**Task objective**
Two lines mark the range in the entries below: the one holding "Target: elderly man in navy suit" and the one holding "Objective — locate the street in". Set down those two and all lines between them, exactly.

**Data records**
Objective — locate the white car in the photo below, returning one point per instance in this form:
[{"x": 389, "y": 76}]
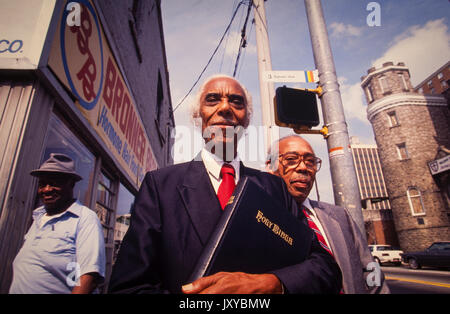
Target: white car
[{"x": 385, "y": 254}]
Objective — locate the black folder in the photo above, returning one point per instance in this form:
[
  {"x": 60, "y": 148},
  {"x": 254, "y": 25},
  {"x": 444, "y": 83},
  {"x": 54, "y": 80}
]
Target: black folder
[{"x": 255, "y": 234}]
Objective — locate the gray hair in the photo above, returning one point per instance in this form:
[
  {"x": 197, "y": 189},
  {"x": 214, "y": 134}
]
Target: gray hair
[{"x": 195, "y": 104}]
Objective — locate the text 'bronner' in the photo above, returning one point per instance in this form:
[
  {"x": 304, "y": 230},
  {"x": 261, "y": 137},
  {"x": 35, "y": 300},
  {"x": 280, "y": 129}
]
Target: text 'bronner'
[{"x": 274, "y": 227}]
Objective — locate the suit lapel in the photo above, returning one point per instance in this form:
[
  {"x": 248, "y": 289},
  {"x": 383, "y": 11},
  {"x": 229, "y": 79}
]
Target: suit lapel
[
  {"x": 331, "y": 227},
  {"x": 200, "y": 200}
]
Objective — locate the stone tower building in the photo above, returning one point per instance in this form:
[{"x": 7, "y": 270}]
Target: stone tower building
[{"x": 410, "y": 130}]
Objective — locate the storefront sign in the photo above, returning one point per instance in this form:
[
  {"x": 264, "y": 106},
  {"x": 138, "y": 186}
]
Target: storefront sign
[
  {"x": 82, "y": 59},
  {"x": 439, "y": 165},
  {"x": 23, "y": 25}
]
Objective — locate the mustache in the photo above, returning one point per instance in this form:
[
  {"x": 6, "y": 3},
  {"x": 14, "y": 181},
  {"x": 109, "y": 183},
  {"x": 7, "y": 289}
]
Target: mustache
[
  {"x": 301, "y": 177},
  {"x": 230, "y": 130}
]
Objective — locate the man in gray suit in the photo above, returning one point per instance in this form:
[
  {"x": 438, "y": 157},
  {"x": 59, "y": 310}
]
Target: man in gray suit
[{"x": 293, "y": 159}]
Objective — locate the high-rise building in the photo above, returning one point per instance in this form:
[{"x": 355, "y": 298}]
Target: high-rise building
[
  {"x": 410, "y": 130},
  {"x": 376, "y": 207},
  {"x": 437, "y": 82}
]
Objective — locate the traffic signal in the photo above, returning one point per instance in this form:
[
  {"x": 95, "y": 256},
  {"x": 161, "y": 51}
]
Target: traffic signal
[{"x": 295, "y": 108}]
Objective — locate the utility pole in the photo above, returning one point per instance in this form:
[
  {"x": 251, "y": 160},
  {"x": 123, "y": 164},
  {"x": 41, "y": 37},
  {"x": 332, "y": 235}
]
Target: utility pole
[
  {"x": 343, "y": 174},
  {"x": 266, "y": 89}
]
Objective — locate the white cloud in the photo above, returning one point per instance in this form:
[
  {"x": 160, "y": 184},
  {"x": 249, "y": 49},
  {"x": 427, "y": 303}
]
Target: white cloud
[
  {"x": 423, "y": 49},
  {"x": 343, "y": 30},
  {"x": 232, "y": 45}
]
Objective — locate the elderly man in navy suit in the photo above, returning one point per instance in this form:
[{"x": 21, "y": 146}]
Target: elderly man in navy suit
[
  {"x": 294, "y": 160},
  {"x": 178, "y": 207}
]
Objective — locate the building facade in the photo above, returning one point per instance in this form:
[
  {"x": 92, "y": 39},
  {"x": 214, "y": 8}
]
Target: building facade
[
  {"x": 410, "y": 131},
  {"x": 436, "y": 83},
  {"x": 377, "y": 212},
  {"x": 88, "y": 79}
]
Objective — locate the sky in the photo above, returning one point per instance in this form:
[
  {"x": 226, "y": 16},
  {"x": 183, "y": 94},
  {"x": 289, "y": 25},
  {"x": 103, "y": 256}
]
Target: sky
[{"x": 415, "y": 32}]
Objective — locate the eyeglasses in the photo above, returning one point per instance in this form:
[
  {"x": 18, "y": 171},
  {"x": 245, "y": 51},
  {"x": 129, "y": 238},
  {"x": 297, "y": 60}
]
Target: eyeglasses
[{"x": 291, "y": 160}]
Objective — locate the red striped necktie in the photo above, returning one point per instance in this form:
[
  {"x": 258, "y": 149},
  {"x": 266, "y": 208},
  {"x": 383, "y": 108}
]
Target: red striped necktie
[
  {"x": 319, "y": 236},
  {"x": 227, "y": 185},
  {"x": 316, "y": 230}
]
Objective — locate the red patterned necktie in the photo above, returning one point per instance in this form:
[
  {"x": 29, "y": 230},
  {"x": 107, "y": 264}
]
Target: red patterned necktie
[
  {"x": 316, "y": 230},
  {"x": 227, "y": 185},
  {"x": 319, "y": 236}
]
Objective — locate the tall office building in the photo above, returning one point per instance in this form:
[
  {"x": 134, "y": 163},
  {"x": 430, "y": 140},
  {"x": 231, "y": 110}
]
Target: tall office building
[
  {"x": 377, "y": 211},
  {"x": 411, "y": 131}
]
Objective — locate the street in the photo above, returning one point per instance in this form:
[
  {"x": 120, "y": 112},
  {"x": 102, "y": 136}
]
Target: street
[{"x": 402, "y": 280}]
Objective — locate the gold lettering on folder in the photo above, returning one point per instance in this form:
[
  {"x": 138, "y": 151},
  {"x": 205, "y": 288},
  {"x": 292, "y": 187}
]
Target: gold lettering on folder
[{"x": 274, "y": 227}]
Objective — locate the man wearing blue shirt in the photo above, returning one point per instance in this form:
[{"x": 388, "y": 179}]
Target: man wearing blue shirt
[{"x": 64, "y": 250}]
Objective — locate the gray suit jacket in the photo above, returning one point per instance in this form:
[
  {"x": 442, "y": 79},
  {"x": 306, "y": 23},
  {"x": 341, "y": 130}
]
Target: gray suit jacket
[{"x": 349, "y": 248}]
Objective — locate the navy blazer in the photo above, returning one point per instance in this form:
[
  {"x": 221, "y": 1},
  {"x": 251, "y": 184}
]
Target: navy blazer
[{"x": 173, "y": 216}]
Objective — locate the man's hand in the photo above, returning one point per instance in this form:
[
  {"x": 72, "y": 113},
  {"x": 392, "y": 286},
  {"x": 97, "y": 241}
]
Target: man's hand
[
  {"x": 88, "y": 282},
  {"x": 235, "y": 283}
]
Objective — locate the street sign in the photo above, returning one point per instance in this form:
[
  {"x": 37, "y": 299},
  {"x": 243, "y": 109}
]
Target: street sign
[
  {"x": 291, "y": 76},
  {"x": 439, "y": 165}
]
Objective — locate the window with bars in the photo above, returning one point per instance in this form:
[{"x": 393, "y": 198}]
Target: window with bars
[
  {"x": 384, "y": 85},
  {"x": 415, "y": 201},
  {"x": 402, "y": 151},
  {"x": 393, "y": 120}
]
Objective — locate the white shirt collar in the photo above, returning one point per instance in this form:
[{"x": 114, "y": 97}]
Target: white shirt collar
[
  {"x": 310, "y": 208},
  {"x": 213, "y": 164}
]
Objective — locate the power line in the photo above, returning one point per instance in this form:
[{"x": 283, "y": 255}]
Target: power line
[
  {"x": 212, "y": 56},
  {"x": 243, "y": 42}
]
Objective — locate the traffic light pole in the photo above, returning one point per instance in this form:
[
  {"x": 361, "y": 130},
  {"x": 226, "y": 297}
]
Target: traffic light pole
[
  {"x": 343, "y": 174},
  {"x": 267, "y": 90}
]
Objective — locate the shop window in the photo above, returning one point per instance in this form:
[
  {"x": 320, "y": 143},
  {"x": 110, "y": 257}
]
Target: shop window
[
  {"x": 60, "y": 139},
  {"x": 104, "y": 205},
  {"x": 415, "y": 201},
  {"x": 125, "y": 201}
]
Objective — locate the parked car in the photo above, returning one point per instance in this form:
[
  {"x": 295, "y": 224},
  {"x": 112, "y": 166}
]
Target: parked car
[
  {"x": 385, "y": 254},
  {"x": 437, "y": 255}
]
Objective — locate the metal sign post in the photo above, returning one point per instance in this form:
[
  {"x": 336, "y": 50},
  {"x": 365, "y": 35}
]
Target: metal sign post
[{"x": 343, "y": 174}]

**Task solution**
Target: elderly man in navy suit
[
  {"x": 294, "y": 160},
  {"x": 178, "y": 207}
]
Objective — locate the building facade in the photo above, returning one point per instance in this form:
[
  {"x": 92, "y": 39},
  {"x": 214, "y": 8}
]
Target: building facade
[
  {"x": 410, "y": 131},
  {"x": 436, "y": 83},
  {"x": 377, "y": 212},
  {"x": 88, "y": 79}
]
Objective — locate the sky in the photo above, returning one point per instance in this form:
[
  {"x": 226, "y": 16},
  {"x": 183, "y": 94},
  {"x": 289, "y": 25},
  {"x": 103, "y": 256}
]
Target: sky
[{"x": 415, "y": 32}]
Objective — locate the eyeglasses in the photo above, returning one point per instance in this form:
[
  {"x": 18, "y": 171},
  {"x": 245, "y": 51},
  {"x": 129, "y": 238},
  {"x": 297, "y": 60}
]
Target: eyeglasses
[{"x": 291, "y": 160}]
Objective — locate the red striped necktie in the photo above, returning one point per instance in this form:
[
  {"x": 258, "y": 149},
  {"x": 266, "y": 208},
  {"x": 383, "y": 108}
]
Target: red striped necktie
[
  {"x": 319, "y": 236},
  {"x": 227, "y": 185},
  {"x": 316, "y": 230}
]
Objective — locate the red patterned necktie in the photo above, returning one point per instance in this form:
[
  {"x": 29, "y": 230},
  {"x": 107, "y": 264}
]
Target: red patterned necktie
[
  {"x": 316, "y": 230},
  {"x": 227, "y": 185},
  {"x": 319, "y": 236}
]
Objective — locate the tall office building in the photo above, returning one point per instance in this form:
[
  {"x": 134, "y": 163},
  {"x": 430, "y": 140},
  {"x": 231, "y": 110}
]
Target: tall office building
[
  {"x": 377, "y": 211},
  {"x": 411, "y": 131}
]
Objective — locate the street in the photo above, returning one point per instance in this form:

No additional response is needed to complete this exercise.